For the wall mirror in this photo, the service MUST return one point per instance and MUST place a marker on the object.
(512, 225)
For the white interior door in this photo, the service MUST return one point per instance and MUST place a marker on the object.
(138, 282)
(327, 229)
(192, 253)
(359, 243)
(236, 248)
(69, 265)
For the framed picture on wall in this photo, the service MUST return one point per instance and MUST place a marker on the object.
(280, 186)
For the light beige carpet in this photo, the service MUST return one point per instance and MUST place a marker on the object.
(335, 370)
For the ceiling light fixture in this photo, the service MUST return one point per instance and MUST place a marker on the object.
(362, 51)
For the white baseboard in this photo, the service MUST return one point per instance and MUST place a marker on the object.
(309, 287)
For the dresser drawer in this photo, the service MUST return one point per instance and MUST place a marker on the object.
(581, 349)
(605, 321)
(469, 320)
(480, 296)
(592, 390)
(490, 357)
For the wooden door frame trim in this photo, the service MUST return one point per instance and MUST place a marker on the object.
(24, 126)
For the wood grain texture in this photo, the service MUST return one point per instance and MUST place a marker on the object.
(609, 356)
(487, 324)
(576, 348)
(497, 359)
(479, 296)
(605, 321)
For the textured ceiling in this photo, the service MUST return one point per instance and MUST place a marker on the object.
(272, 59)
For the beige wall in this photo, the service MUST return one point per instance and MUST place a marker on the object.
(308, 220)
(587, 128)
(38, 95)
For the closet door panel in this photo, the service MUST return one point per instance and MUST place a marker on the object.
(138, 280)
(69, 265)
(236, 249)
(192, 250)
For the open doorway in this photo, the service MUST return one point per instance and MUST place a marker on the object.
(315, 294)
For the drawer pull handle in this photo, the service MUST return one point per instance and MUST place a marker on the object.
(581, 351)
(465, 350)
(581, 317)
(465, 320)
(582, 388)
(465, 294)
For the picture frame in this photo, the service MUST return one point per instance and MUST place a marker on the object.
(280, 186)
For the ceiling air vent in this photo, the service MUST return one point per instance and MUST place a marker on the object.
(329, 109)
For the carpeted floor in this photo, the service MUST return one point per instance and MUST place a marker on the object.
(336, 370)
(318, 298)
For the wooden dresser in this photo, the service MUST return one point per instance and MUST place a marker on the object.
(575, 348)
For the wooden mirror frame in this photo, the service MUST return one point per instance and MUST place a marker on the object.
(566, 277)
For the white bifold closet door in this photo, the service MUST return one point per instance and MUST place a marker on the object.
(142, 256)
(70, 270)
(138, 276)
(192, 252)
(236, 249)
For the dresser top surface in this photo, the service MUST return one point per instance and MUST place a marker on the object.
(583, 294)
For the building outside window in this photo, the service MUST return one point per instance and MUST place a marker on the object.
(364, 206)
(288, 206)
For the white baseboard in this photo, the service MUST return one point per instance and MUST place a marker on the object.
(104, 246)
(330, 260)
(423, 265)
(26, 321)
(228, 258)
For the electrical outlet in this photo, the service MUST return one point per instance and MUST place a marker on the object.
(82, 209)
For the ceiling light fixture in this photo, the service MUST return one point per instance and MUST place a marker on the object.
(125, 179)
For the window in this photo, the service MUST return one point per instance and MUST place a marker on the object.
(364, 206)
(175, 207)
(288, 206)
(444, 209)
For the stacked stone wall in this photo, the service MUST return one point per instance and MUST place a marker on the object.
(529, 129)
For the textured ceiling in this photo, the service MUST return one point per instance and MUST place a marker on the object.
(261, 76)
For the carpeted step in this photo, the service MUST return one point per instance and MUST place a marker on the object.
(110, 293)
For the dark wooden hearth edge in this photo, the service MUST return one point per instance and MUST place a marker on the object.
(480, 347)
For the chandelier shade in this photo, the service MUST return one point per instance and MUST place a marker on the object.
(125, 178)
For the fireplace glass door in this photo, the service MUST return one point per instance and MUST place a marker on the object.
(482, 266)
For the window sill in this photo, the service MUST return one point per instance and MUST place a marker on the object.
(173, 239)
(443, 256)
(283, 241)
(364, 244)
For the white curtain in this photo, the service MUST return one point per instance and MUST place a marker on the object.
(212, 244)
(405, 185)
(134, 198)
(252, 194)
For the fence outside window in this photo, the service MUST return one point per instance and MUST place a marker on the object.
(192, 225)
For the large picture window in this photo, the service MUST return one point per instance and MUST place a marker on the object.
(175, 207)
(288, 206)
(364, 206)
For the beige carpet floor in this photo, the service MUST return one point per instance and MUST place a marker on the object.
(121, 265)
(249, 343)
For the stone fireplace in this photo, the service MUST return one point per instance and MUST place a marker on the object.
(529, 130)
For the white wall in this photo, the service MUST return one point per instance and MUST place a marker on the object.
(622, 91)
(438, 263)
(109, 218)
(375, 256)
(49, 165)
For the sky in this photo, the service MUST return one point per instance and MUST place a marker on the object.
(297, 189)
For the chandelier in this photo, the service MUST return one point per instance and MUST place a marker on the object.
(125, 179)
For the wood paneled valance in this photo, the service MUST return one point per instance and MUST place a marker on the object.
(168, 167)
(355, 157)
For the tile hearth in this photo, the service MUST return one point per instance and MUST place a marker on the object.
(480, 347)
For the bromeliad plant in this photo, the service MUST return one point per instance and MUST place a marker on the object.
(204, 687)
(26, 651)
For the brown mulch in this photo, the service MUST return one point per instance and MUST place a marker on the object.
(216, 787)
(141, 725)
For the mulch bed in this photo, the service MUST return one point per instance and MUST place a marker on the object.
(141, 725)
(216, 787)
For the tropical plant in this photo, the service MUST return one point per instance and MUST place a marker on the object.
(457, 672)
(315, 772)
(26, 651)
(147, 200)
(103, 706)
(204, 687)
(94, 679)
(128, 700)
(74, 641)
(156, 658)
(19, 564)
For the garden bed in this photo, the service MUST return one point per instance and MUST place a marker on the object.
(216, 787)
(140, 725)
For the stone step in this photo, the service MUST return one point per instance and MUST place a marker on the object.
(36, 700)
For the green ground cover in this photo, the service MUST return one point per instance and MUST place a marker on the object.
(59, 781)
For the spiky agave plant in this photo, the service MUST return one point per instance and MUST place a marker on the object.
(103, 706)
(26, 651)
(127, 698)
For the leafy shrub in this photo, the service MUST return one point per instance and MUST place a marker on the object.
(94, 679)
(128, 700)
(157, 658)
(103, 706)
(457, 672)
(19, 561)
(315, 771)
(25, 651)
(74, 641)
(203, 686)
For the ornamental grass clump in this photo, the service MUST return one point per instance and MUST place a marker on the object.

# WHAT THE EXERCISE ASKS
Transcribe the data in full, keeping every detail.

# ANSWER TO THIS PROBLEM
For the wall mirror in this photo, the service MUST return one point per instance and MUST place a marker on the object.
(512, 225)
For the white interior door in this photo, the service MUST return one point per instance and MUST place a marker on the object.
(138, 282)
(327, 229)
(192, 253)
(359, 243)
(236, 248)
(69, 265)
For the framed picture on wall in this photo, the service MUST return one point per instance and MUST place a marker on the object.
(280, 186)
For the light beige carpet in this photo, the service MUST return one point per instance and MUST place a marker on the object.
(335, 370)
For the ceiling light fixture in this photo, the service MUST return one point per instance and MUST place a marker on the object.
(362, 51)
For the white baseboard in this photo, the service MUST return one point per instance and MUST place a marker on the object.
(309, 287)
For the dresser drawer in this photo, the service MUST return one point per instance and MUST place a marker on the object.
(581, 349)
(605, 321)
(469, 320)
(480, 296)
(592, 390)
(490, 357)
For the wooden door frame trim in this photo, the service MUST return one point per instance and MUST place a marker on the object.
(24, 126)
For the wood grain texture in this photo, the service MUST return one point per instance and MUST place a marker on the object.
(609, 356)
(487, 324)
(576, 348)
(497, 359)
(479, 296)
(605, 321)
For the textured ceiling in this photo, the service MUST return one point per instance and MUST place a marker on the object.
(272, 59)
For the beige wall in this photo, the service MUST return one point per instance and MUST place a marker on the object.
(308, 220)
(587, 128)
(38, 95)
For the closet door panel in this photo, the service MUST return one point per instance and MUST place a marker on the object.
(138, 280)
(69, 265)
(236, 249)
(192, 250)
For the open doorway in this photo, the service MUST return one point per instance and MUST place a marker on the object.
(315, 294)
For the drawer pull handle in this photo, the service MUST return one point per instance and MUST place a marker on the object.
(581, 351)
(465, 350)
(581, 317)
(465, 320)
(582, 388)
(465, 294)
For the picture frame in this photo, the service MUST return one point per instance and MUST place a marker on the object.
(280, 186)
For the ceiling air vent in this photo, the service MUST return one point per instance and MUST place a marker on the object.
(329, 109)
For the carpeted floor in this photo, the service MUST return one point per instance and MUST place a marker on the object.
(336, 370)
(318, 298)
For the wooden dresser in this photo, the service MUST return one point per instance and MUST place a marker on the object.
(575, 348)
For the wooden mirror frame in this photo, the service MUST return one point per instance and MUST place a marker on the object.
(566, 277)
For the white bifold closet door in this photo, the service MUST return one point per instance and MUST place a marker on the object.
(142, 256)
(70, 270)
(138, 276)
(192, 252)
(236, 249)
For the dresser top surface in this photo, the service MUST return one point per instance and MUST place a marker on the object.
(583, 294)
For the building outside window in this photo, the service MUST return one point per instance and MUST place a marker on the object.
(364, 206)
(288, 206)
For the white baseboard in this photo, the service MUST return one point per instance and MUST place a marker on the object.
(104, 246)
(330, 260)
(423, 265)
(26, 321)
(228, 258)
For the electrical outlet in this photo, the service MUST return one point per instance and MUST place a marker on the object.
(82, 209)
For the ceiling light fixture in this photo, the service MUST return one point per instance and MUST place a marker on the object.
(125, 179)
For the window in this photo, the service MUST return one point per instance and MUST place a marker on the object.
(364, 206)
(175, 207)
(288, 206)
(444, 209)
For the stacked stone wall in this photo, the service MUST return one point per instance and MUST place a marker on the object.
(529, 129)
For the textured ceiling in this photo, the service MUST return one point per instance and MUST place a marker on the object.
(261, 76)
For the carpeted step in this photo, the service MUST return one point per instance and MUST place a marker on the object.
(110, 293)
For the dark wooden hearth edge in this photo, the service MUST return one point per instance and MUST place a marker on the object.
(480, 347)
For the chandelier shade in this photo, the service MUST return one point per instance and MUST place a marker on the object.
(125, 178)
For the fireplace glass door in this photo, the service MUST return one point per instance and MUST place a marker on the object.
(482, 266)
For the window sill in this photo, the service MUST return one point per instance and MUST place a marker on the object.
(173, 239)
(443, 256)
(283, 241)
(364, 244)
For the white curtain in this photo, the service MUST return one point per instance and MUST place a marker on the object.
(212, 244)
(405, 185)
(134, 198)
(252, 194)
For the fence outside window in this photo, the service MUST return one point per instance and MUST place a marker on the object.
(192, 225)
For the large picture window in this photo, the service MUST return one point per instance and MUST place a marker on the object.
(175, 207)
(288, 206)
(364, 206)
For the beige carpet floor in this photo, the service MUST return one point per instance and MUST place a marker on the object.
(121, 265)
(249, 343)
For the stone fireplace in this photo, the service MUST return one point per instance and MUST place a marker on the object.
(529, 130)
For the white wall in this photo, the service MUST return one point per instance and MUST place a marker on the object.
(622, 91)
(438, 263)
(109, 218)
(375, 256)
(49, 165)
For the sky in this photo, the service MUST return one point per instance and MUST place a marker on the object.
(297, 189)
For the chandelier in this photo, the service MUST return one point per instance and MUST place a marker on the object.
(125, 179)
For the wood paneled valance in this photo, the service MUST return one point per instance and MUST place a marker on the object.
(168, 167)
(355, 157)
For the tile hearth in this photo, the service MUST return one point per instance and MUST place a marker on the object.
(480, 347)
For the bromeliad plant in this photo, the service MUST return one point per instance and MUST place a marker on the object.
(204, 687)
(26, 651)
For the brown mulch in this photo, the service MUST return one point per instance and MUST place a marker on the object.
(216, 787)
(141, 725)
For the mulch bed in this photo, the service MUST return one point per instance and MUST place a marker on the object.
(141, 725)
(216, 787)
For the tropical plant in this photo, the service MUST return one point per instance and MUST place a marker on the object.
(457, 672)
(315, 772)
(26, 651)
(147, 200)
(103, 706)
(204, 687)
(94, 679)
(128, 700)
(74, 641)
(156, 658)
(19, 564)
For the garden bed in this photo, the service MUST return one point per instance and MUST place a marker on the object.
(216, 787)
(140, 725)
For the stone step in this photo, the service MUST return one point per instance and MUST place a marker on the object.
(36, 700)
For the green ground cover in this photo, the service MUST return one point per instance and MUST place a marker on the object.
(59, 781)
For the spiky agave plant in this photo, the service MUST return one point per instance and MUST place a marker on the object.
(103, 706)
(26, 651)
(127, 698)
For the leafy shrub in this photo, the service MUST return one point per instance and MUST place a marker on the object.
(94, 679)
(128, 700)
(157, 658)
(103, 706)
(457, 672)
(19, 561)
(315, 771)
(25, 651)
(74, 641)
(203, 686)
For the ornamental grass clump in this photo, the service MUST return one point per instance and MUST place a marker on the object.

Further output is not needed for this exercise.